**Text**:
-- BEGIN --

Menth & Lehrieder        Expires January 5, 2009                [Page 8]


Internet-Draft         PCN Performance Evaluation              July 2008


3.2.  Impact of the Marking Threshold T and the Queue Size S

   We measure the percentage of marked packets depending on the PCN rate
   (number of flows n) and the queue parameters size S and marking
   threshold T. The ideal marker marks

   1.  no packets if the PCN rate is below the VQ rate R and

   2.  all packets if it is above.

   We found out that

   1.  is increasingly achieved with increasing threshold T and

   2.  is increasingly achieved with increasing remaining queue size
       S-T.

3.3.  Two Marking Strategies with Different Admission Control Policies

   We construct threshold markers with two different CLE characteristics
   (=function describing the percentage of marked packets depending on
   PCN rate).

3.3.1.  Marking with Clear Decisions (MCD)

   Marking with clear decisions (MCD) means that the above objectives
   (1) and (2) are well achieved.  This can be obtained for threshold
   marking with a large marking threshold T and a large remaining queue
   size S - T. Then, hardly any fluctuations in marking are observed.

3.3.2.  Marking with Early Warning (MEW)

   Marking with early warning (MEW) means that (3) the percentage of
   marked packets already increases when the PCN rate approaches the VQ
   rate and (4) is 100% when the PCN rate is above the VQ rate.  This
   can be obtained for threshold marking with a small marking threshold
   T and a large remaining queue size S - T.

-- END --

**Exercise inputs**:
-- BEGIN --

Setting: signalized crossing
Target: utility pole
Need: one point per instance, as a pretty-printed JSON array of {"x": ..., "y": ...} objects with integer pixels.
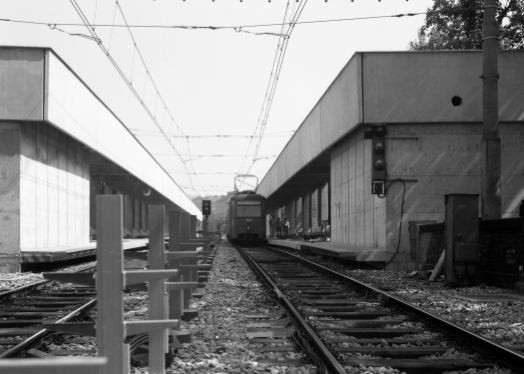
[{"x": 491, "y": 146}]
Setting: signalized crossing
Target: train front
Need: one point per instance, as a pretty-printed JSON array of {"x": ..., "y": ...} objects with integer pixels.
[{"x": 247, "y": 218}]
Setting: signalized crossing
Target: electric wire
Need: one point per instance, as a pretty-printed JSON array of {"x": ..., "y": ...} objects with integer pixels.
[
  {"x": 95, "y": 37},
  {"x": 268, "y": 84},
  {"x": 148, "y": 75},
  {"x": 239, "y": 27},
  {"x": 275, "y": 81}
]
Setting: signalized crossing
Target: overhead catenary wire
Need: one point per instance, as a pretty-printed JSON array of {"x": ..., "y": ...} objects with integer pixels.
[
  {"x": 158, "y": 95},
  {"x": 282, "y": 37},
  {"x": 238, "y": 27},
  {"x": 95, "y": 37},
  {"x": 274, "y": 83}
]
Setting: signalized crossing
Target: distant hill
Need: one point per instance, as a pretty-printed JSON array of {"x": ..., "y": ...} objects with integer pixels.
[{"x": 219, "y": 204}]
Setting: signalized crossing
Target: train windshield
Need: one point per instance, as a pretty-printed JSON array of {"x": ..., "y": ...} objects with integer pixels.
[{"x": 249, "y": 211}]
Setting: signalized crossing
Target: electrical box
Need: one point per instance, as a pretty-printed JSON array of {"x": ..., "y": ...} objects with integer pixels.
[
  {"x": 462, "y": 234},
  {"x": 206, "y": 207}
]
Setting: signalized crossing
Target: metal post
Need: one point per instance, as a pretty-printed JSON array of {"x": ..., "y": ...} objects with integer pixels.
[
  {"x": 192, "y": 227},
  {"x": 158, "y": 343},
  {"x": 110, "y": 331},
  {"x": 491, "y": 145},
  {"x": 176, "y": 303}
]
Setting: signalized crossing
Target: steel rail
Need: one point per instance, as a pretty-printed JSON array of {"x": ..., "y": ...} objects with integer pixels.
[
  {"x": 36, "y": 284},
  {"x": 11, "y": 352},
  {"x": 42, "y": 333},
  {"x": 504, "y": 355},
  {"x": 328, "y": 359}
]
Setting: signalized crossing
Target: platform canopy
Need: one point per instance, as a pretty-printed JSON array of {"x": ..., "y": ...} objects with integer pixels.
[
  {"x": 37, "y": 85},
  {"x": 390, "y": 87}
]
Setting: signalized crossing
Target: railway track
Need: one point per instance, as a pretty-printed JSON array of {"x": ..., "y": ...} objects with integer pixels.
[
  {"x": 24, "y": 310},
  {"x": 344, "y": 322}
]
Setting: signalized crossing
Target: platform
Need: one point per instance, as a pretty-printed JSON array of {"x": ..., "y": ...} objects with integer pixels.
[
  {"x": 353, "y": 253},
  {"x": 66, "y": 253}
]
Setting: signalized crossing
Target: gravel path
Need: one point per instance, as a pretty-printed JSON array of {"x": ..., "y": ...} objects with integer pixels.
[{"x": 231, "y": 292}]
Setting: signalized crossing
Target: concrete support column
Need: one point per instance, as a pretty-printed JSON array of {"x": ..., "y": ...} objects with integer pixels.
[
  {"x": 93, "y": 191},
  {"x": 299, "y": 219},
  {"x": 174, "y": 230},
  {"x": 143, "y": 221},
  {"x": 176, "y": 297},
  {"x": 184, "y": 227},
  {"x": 306, "y": 211},
  {"x": 329, "y": 202},
  {"x": 325, "y": 203},
  {"x": 291, "y": 216},
  {"x": 137, "y": 206},
  {"x": 129, "y": 219},
  {"x": 314, "y": 208},
  {"x": 10, "y": 198}
]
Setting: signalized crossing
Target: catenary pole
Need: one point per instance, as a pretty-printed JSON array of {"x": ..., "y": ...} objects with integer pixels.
[{"x": 491, "y": 145}]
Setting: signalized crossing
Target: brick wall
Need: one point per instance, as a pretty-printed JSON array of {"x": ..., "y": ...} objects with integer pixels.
[
  {"x": 501, "y": 245},
  {"x": 431, "y": 241}
]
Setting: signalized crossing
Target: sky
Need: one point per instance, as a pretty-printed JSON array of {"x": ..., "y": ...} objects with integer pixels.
[{"x": 211, "y": 83}]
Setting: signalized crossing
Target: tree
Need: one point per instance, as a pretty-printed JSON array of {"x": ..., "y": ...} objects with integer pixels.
[{"x": 457, "y": 24}]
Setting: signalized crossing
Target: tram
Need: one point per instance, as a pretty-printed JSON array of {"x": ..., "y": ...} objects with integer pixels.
[{"x": 246, "y": 218}]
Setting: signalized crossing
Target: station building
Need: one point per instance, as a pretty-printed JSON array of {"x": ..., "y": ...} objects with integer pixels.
[
  {"x": 60, "y": 145},
  {"x": 431, "y": 106}
]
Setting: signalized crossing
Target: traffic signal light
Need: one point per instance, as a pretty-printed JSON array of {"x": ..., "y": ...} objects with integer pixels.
[
  {"x": 206, "y": 207},
  {"x": 377, "y": 134}
]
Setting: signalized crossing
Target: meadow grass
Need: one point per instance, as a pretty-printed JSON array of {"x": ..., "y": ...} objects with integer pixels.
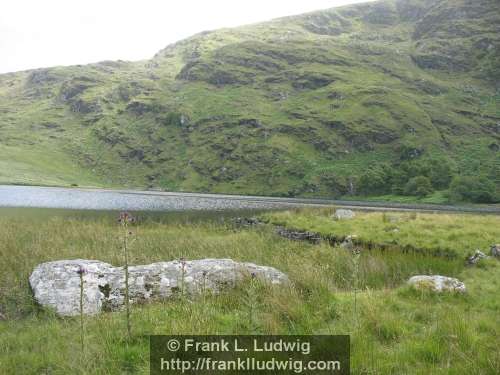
[
  {"x": 394, "y": 330},
  {"x": 452, "y": 234}
]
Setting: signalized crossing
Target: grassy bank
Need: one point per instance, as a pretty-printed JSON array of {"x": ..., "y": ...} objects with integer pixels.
[
  {"x": 394, "y": 330},
  {"x": 456, "y": 235}
]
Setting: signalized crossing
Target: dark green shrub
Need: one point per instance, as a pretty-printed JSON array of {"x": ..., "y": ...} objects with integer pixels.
[
  {"x": 419, "y": 186},
  {"x": 473, "y": 189},
  {"x": 375, "y": 181}
]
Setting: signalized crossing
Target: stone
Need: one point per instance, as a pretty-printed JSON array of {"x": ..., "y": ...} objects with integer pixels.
[
  {"x": 342, "y": 214},
  {"x": 474, "y": 259},
  {"x": 298, "y": 235},
  {"x": 348, "y": 242},
  {"x": 57, "y": 284},
  {"x": 495, "y": 251},
  {"x": 437, "y": 283},
  {"x": 246, "y": 221}
]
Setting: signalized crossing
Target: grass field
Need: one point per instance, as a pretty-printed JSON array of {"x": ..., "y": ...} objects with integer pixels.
[{"x": 394, "y": 330}]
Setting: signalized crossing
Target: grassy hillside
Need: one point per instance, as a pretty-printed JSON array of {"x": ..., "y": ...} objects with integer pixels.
[
  {"x": 394, "y": 330},
  {"x": 352, "y": 100}
]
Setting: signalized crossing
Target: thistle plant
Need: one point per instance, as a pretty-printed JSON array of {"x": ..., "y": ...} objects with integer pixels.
[
  {"x": 81, "y": 271},
  {"x": 125, "y": 221},
  {"x": 355, "y": 261},
  {"x": 183, "y": 275}
]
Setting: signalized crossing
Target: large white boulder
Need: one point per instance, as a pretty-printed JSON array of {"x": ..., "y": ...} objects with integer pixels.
[
  {"x": 437, "y": 283},
  {"x": 57, "y": 284},
  {"x": 343, "y": 214}
]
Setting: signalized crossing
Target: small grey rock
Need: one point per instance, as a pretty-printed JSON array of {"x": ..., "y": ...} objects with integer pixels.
[
  {"x": 474, "y": 259},
  {"x": 437, "y": 283}
]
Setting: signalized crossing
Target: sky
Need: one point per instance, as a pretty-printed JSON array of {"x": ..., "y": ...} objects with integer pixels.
[{"x": 43, "y": 33}]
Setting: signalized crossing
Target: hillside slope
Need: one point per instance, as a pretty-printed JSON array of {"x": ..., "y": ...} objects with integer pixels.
[{"x": 352, "y": 100}]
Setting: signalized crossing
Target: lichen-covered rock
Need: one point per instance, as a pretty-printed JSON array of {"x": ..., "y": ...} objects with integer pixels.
[
  {"x": 437, "y": 283},
  {"x": 57, "y": 284},
  {"x": 474, "y": 259},
  {"x": 342, "y": 214}
]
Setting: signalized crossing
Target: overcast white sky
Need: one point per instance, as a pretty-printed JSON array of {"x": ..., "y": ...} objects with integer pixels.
[{"x": 41, "y": 33}]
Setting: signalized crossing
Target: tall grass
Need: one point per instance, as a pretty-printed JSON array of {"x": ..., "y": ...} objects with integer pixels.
[{"x": 394, "y": 329}]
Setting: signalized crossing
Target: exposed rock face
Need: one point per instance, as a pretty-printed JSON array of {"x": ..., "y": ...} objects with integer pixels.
[
  {"x": 437, "y": 283},
  {"x": 342, "y": 214},
  {"x": 57, "y": 284},
  {"x": 495, "y": 250}
]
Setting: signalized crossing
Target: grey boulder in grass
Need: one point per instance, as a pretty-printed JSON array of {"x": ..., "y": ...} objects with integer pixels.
[
  {"x": 57, "y": 284},
  {"x": 343, "y": 214},
  {"x": 437, "y": 283}
]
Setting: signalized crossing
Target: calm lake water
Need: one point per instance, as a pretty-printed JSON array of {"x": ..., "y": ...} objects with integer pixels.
[
  {"x": 26, "y": 199},
  {"x": 107, "y": 200}
]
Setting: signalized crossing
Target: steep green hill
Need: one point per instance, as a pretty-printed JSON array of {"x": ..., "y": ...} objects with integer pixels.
[{"x": 351, "y": 100}]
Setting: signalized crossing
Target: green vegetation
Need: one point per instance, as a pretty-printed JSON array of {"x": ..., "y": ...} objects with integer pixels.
[
  {"x": 393, "y": 329},
  {"x": 450, "y": 234},
  {"x": 357, "y": 100}
]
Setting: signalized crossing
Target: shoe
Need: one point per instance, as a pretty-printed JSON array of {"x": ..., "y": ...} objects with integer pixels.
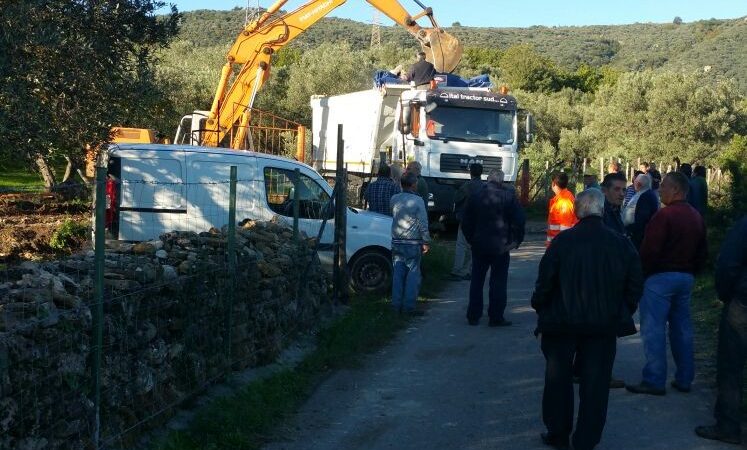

-- END --

**Required work**:
**A.** In the PCN performance evaluation text, which values of the marking threshold T and the remaining queue size S - T give marking with early warning?
**B.** Report how many lines of the records contain the string "rock", counting case-sensitively. Give only the number.

**Answers given**:
**A.** A small marking threshold T and a large remaining queue size S - T.

**B.** 3